## READING PASSAGE

* START *

162. In respect to the provisions of Section 32 of the 1995 Act, a Division Bench of the Kerala High Court in a judgment reported as Ezhome Sunni Valiya Juma Masjid v. Kerala Waqf Board held that when the Wakf Board is called upon to decide a lis which falls within its jurisdiction and has to be done based on the materials made available before it, after hearing the parties and its decision has far-reaching repercussion on the rights of the parties, it is a quasi-judicial function. It was held as under: (SCC OnLine Ker. Para 10).

“10. The aforementioned provisions dealing with the powers and duties of the waqf board and other related provisions under the Act would reveal there may be many acts which may be done by the Board. Among them, some are obviously administrative in nature. But, when the Board is called upon to decide a lis which falls within its jurisdiction and has to be done based on the materials made available before it, after hearing the parties and its decision has far-reaching repercussion on the rights of the parties, it has a quasi-judicial function. (See the decision in Puthucode Juma Ath Committee v. Abdul Rahiman). A quasi-judicial function is an administrative function which the law requires to be exercised in some respects as if it were judicial, It is subject to some measure of judicial procedure. As regards quasi-judicial functions, they cannot be delegated unless the authority concerned is enabled to do so expressly or by necessary implication. The general principle is that where any kind of a decision on lis has to be made, it must be made by the authority empowered by the statute concerned and by no one else. We will deal with the same further a little later."

* END *

## DATA SECTION
* START *

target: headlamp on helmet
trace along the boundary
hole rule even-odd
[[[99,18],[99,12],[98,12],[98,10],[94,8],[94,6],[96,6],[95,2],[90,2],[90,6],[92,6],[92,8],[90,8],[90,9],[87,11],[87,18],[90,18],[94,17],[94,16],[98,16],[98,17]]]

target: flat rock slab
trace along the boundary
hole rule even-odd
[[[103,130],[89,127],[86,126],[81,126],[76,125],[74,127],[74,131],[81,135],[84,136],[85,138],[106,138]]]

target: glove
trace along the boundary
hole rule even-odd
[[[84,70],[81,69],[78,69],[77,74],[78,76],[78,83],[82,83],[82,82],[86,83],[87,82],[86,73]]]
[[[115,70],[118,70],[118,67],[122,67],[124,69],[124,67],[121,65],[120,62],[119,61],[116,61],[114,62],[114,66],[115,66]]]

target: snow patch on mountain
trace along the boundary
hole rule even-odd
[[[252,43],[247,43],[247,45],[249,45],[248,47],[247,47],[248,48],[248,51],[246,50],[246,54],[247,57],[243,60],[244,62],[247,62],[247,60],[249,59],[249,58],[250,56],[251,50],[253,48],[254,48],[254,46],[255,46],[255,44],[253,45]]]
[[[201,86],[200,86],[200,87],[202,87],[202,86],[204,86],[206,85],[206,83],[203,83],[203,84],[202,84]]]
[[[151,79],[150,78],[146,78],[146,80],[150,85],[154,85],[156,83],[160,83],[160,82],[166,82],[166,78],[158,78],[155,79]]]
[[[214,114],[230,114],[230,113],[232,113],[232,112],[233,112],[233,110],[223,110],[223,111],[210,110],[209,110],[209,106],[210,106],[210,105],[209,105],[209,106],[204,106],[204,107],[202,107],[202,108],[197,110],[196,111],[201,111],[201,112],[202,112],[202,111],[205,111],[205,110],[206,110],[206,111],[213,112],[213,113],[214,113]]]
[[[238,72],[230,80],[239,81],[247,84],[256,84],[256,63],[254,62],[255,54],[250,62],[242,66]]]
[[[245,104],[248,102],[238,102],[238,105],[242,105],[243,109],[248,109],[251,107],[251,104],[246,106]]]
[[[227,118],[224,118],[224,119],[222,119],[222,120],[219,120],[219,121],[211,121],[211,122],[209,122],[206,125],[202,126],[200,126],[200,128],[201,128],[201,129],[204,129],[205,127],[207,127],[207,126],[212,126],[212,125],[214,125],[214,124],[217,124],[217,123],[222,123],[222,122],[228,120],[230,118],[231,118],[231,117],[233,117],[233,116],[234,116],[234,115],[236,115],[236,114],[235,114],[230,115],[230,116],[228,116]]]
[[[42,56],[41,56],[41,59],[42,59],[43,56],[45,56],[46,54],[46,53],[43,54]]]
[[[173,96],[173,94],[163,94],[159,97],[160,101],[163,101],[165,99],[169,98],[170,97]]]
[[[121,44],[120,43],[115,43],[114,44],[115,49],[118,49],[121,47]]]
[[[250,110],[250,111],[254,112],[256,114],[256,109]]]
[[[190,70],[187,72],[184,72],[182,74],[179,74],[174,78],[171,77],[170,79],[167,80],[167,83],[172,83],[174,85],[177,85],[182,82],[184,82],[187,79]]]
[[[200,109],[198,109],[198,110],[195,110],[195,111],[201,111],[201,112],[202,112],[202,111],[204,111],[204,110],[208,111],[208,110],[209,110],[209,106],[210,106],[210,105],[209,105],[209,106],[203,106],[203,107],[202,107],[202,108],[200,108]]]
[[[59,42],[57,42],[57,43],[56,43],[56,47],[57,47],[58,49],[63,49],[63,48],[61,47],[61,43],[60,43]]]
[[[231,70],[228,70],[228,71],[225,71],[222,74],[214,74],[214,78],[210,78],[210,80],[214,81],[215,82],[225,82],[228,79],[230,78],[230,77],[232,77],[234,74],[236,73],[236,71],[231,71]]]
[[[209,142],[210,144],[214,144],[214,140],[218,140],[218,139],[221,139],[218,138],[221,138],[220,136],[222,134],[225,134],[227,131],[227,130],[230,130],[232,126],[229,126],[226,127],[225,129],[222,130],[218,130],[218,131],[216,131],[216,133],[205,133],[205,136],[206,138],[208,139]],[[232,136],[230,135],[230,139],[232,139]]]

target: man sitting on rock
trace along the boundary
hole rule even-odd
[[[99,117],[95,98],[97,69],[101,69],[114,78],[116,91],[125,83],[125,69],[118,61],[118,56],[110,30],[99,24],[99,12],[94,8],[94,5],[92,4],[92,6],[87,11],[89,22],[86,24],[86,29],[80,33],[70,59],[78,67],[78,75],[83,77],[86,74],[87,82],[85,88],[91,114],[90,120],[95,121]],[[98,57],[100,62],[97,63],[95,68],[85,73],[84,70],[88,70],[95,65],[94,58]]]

* END *

## TASK REQUIREMENTS
Repeat word for word the part of the Waqf Board excerpt starting at "162. In respect" and ending at "Ker. Para 10).". The items come from a separate source.

## ANSWER IN FULL
162. In respect to the provisions of Section 32 of the 1995 Act, a Division Bench of the Kerala High Court in a judgment reported as Ezhome Sunni Valiya Juma Masjid v. Kerala Waqf Board held that when the Wakf Board is called upon to decide a lis which falls within its jurisdiction and has to be done based on the materials made available before it, after hearing the parties and its decision has far-reaching repercussion on the rights of the parties, it is a quasi-judicial function. It was held as under: (SCC OnLine Ker. Para 10).